**TASK INSTRUCTIONS**
(a) Copy the stability analysis excerpt verbatim, from "4.2 Stability analysis" up to and including "a finite time.".
(b) In the stability analysis excerpt, where is the proof of Lemma 1 presented?

**DOCUMENT EXTRACT**
━━━━

4.2 Stability analysis of closed-loop system

Lemma 1

For the nonlinear function f(x) = −k_sx² − (k − k_d)x + \( \frac{1}{\lambda } \)(k − k_d)k_mx^p, where k_s> 0, k ≤ k_d, k_m> 0 and 0 < p < 1, there exists a positive real number λ such that f(x) ≤ 0 for all x ≥ 0.

The proof of Lemma 1 is presented in Appendix B.

Theorem 2

If Assumption 1holds for the PMSM system (1), and the control law (22) and the adaptive law (25) are applied, it is guaranteed that the speed tracking error converges to a small neighborhood of zero in a finite time.

Proof

Rewriting (24) as

$$ \dot{\sigma } = - k_{s} \sigma - k\text{sgn} (\sigma ) + \varGamma (t) $$

(26)

According to [33], it can be easy known that the switching gain k has an upper bound that \( k_{d} > \sup \left| {\varGamma (t)} \right| \), i.e., k(t) ≤ k_d, \( \forall t > 0 \). Assuming \( \tilde{k} = k - k_{d} \), consider the following positive definite Lyapunov function

$$ V = {{\sigma^{2} } \mathord{\left/ {\vphantom {{\sigma^{2} } 2}} \right. \kern-0pt} 2} + {{\tilde{k}^{2} } \mathord{\left/ {\vphantom {{\tilde{k}^{2} } {2\lambda }}} \right. \kern-0pt} {2\lambda }} $$

(27)

where λ > 0, and k ≤ k_d. The derivative of V is

$$ \dot{V} = \sigma \dot{\sigma } + \frac{1}{\lambda }\tilde{k}\dot{\tilde{k}} = - k_{s} \sigma^{2} - k\left| \sigma \right| - \sigma \varGamma (t) + \frac{1}{\lambda }\tilde{k}\dot{k} $$

(28)

When \( \left| \sigma \right| > \varepsilon_{1} \), there is \( \dot{k} = k_{m} \left| \sigma \right|^{p} > 0 \) according to (25), then \( \dot{V} \) can be deduced as

$$ \begin{aligned} \dot{V} & = - k_{s} \left| \sigma \right|^{2} - k\left| \sigma \right| + k_{d} \left| \sigma \right| - k_{d} \left| \sigma \right| - \sigma \varGamma (t) + \frac{1}{\lambda }(k - k_{d} )k_{m} \left| \sigma \right|^{p} \\ & \le ( - k_{s} \left| \sigma \right|^{2} - (k - k_{d} )\left| \sigma \right| + \frac{1}{\lambda }(k - k_{d} )k_{m} \left| \sigma \right|^{p} ) - \left| \sigma \right|(k_{d} - \varGamma (t)) \\ \end{aligned} $$

(29)

Using Lemma 1, there exists a positive real number λ such that \( - k_{s} \left| \sigma \right|^{2} - (k - k_{d} )\left| \sigma \right| + \frac{1}{\lambda }(k - k_{d} )k_{m} \left| \sigma \right|^{p} \le 0 \), so we have

$$ \dot{V} \le - \left| \sigma \right|(k_{d} - \varGamma (t)) $$

(30)

━━━━

Collection entries:
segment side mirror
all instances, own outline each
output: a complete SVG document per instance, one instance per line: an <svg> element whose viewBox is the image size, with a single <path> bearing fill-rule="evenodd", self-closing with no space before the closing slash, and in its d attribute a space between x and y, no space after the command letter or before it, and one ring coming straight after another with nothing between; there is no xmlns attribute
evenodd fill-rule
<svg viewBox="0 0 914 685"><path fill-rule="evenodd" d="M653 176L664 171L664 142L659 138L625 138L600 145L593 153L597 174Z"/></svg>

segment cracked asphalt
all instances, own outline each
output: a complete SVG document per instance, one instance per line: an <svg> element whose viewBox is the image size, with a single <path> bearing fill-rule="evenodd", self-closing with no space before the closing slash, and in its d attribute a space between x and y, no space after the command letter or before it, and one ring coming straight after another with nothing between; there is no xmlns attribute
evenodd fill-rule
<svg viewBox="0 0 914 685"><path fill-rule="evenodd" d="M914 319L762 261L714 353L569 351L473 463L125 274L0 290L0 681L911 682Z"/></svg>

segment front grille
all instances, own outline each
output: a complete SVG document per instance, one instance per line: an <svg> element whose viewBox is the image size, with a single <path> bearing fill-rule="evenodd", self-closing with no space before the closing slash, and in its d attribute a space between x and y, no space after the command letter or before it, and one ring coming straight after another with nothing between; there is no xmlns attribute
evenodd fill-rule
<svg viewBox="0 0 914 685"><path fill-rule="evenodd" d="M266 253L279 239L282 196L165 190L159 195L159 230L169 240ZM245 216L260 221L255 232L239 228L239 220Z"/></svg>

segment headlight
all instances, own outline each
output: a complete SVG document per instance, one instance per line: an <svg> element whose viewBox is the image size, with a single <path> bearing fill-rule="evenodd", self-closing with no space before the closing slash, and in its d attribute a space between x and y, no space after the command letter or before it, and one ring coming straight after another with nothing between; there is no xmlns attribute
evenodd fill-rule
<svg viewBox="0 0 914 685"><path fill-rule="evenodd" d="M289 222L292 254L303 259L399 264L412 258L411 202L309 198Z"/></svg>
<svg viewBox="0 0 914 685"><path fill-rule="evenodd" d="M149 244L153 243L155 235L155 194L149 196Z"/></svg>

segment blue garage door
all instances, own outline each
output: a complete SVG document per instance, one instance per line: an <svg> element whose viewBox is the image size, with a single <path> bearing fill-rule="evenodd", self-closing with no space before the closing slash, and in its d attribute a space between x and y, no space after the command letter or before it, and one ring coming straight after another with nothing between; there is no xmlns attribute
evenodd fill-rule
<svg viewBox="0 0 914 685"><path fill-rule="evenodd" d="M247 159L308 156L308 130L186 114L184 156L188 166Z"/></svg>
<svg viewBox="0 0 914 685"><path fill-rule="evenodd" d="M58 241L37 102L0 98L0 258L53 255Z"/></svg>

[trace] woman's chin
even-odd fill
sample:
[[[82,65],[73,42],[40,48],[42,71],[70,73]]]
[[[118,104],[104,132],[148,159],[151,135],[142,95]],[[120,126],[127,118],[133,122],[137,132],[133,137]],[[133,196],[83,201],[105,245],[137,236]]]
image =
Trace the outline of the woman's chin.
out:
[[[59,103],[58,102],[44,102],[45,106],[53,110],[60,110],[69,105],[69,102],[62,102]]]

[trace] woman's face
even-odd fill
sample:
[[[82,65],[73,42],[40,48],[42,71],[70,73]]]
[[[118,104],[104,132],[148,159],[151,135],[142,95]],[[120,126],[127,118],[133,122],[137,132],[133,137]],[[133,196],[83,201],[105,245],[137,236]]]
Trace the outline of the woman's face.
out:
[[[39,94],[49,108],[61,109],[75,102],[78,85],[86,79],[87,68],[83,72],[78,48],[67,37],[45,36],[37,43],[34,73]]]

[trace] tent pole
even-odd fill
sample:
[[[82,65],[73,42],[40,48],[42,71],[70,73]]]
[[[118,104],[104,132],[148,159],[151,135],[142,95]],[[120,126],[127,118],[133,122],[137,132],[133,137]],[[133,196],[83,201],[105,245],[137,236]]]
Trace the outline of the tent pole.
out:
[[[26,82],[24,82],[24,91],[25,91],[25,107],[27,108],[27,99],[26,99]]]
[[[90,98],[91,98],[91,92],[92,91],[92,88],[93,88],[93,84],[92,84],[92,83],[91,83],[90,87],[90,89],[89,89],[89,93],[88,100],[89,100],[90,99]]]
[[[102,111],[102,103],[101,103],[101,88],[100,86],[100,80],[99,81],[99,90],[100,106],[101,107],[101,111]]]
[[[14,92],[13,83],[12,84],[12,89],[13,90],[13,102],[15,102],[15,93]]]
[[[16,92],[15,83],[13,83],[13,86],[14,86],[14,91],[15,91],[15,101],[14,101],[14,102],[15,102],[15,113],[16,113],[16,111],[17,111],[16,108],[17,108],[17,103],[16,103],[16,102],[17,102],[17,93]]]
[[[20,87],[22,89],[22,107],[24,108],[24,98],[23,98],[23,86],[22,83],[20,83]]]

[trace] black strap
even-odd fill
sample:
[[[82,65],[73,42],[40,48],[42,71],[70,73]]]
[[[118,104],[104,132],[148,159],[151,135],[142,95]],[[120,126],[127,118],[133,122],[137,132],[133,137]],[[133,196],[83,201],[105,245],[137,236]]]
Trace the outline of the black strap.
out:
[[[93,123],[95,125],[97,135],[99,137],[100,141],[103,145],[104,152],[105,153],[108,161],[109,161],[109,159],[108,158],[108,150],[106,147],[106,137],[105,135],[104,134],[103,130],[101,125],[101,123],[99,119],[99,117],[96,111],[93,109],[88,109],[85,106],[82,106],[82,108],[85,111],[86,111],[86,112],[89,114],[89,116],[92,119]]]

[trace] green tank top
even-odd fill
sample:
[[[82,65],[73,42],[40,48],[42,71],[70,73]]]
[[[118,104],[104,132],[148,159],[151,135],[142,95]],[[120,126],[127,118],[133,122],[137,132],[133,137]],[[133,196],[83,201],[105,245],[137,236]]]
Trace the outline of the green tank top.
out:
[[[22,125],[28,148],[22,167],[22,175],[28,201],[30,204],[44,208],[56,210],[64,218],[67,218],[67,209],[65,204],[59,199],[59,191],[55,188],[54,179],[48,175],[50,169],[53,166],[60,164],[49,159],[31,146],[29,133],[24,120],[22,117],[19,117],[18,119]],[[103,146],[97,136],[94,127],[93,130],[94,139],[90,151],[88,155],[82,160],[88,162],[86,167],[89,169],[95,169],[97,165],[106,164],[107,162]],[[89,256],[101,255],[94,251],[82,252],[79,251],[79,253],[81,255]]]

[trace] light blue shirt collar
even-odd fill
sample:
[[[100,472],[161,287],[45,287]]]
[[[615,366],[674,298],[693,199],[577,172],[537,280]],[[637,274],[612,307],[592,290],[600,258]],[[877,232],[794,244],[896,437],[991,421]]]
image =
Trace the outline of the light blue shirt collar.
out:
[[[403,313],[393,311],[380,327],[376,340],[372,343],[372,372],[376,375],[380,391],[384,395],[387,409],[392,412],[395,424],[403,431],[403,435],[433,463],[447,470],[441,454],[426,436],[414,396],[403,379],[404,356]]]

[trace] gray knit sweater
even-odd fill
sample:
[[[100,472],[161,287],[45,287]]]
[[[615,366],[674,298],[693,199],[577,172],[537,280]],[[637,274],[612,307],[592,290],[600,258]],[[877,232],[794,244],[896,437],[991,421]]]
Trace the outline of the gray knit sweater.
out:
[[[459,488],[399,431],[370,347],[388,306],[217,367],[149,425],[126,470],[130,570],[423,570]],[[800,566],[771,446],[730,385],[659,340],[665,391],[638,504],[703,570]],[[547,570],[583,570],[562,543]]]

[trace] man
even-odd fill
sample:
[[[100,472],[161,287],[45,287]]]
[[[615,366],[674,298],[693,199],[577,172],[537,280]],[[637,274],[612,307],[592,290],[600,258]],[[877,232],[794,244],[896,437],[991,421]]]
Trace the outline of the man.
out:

━━━━

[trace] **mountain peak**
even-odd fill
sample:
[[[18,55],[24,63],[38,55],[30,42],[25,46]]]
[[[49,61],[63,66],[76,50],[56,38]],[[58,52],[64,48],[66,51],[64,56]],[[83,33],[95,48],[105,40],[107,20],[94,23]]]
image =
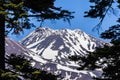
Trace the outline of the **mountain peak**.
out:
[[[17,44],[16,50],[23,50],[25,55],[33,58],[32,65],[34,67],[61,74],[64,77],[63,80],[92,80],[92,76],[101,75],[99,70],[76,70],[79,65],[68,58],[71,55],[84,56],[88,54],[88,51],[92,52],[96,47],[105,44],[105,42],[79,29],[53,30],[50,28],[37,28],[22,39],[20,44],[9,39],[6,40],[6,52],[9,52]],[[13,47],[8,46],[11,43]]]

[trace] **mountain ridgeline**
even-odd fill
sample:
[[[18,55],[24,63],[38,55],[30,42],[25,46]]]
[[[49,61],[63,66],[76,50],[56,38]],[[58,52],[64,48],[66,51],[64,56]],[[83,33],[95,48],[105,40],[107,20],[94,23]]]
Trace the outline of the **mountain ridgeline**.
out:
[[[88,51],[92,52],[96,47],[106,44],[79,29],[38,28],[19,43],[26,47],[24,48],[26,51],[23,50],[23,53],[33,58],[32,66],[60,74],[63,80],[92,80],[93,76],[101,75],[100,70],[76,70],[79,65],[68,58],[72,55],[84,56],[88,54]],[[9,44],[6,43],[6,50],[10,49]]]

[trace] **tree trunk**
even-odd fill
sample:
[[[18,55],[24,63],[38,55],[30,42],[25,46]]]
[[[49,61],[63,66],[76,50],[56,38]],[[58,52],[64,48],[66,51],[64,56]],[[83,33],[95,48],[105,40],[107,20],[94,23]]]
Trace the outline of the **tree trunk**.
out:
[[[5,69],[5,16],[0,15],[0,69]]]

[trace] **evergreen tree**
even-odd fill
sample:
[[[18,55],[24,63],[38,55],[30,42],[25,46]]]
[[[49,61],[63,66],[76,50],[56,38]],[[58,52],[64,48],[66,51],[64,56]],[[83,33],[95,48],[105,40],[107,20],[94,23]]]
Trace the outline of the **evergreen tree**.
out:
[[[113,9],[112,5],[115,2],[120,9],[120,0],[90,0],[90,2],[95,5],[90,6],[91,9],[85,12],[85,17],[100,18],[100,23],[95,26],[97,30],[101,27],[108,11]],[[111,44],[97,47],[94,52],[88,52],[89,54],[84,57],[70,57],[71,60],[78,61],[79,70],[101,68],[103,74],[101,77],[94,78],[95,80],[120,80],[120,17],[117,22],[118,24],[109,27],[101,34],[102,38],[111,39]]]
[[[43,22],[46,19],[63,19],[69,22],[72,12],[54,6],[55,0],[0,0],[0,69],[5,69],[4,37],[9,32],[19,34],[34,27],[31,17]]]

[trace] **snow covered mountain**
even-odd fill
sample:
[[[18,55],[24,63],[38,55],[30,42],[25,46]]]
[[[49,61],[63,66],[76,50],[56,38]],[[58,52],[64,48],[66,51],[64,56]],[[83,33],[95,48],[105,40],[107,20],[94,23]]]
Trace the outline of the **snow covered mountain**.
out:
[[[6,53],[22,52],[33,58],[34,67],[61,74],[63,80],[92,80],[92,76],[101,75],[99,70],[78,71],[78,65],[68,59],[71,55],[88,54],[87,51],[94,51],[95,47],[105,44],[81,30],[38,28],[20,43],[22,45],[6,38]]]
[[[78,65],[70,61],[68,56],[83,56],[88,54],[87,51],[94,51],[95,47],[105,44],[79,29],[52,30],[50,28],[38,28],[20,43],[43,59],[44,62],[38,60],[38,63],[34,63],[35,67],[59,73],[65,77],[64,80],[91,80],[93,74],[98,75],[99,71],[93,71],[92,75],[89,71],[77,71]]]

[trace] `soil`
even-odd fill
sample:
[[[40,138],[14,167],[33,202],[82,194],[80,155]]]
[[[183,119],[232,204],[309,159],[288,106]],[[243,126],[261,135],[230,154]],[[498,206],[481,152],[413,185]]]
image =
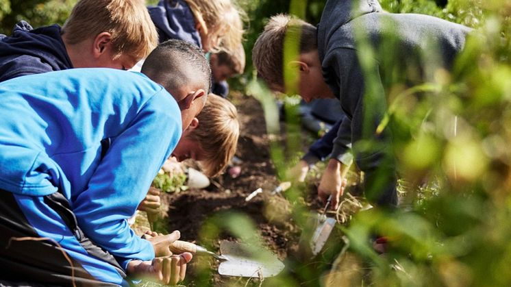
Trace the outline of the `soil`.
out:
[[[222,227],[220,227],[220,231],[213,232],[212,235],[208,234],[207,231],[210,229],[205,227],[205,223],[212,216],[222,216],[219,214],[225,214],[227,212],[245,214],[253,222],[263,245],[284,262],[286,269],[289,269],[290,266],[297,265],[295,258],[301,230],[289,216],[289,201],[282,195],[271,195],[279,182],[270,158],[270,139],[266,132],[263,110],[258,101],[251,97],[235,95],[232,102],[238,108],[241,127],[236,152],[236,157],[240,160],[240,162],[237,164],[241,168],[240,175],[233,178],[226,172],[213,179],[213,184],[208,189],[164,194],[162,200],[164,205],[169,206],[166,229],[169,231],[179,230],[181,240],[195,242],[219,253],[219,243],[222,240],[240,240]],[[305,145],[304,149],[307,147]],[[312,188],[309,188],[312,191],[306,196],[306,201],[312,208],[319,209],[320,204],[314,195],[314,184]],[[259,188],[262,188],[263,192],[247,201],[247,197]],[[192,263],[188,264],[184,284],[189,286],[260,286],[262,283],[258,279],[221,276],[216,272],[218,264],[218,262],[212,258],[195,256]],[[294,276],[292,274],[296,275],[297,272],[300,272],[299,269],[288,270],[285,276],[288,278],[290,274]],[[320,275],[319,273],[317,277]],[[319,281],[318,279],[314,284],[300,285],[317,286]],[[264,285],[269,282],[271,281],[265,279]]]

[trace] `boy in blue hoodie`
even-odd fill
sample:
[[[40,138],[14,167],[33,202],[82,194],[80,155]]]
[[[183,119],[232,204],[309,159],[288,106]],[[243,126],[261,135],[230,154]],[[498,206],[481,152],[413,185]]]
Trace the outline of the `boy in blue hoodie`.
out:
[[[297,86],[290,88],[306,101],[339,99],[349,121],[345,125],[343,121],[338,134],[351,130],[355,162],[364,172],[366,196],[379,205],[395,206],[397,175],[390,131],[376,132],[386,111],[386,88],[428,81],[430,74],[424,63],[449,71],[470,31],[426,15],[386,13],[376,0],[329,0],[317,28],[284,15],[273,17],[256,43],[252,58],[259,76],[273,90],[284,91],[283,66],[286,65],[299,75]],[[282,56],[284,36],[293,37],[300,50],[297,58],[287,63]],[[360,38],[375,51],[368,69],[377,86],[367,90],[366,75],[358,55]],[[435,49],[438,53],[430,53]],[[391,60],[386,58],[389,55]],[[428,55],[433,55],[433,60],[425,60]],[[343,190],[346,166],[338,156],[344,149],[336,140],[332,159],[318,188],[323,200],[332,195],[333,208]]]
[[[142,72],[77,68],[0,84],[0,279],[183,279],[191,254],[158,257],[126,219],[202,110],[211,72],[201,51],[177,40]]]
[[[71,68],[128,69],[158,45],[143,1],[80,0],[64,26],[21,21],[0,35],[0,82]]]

━━━━

**SOLVED PROBLEMS**
(a)
4.2 Stability analysis of closed-loop system

Lemma 1

For the nonlinear function f(x) = −k_sx² − (k − k_d)x + \( \frac{1}{\lambda } \)(k − k_d)k_mx^p, where k_s> 0, k ≤ k_d, k_m> 0 and 0 < p < 1, there exists a positive real number λ such that f(x) ≤ 0 for all x ≥ 0.

The proof of Lemma 1 is presented in Appendix B.

Theorem 2

If Assumption 1holds for the PMSM system (1), and the control law (22) and the adaptive law (25) are applied, it is guaranteed that the speed tracking error converges to a small neighborhood of zero in a finite time.

(b) In Appendix B.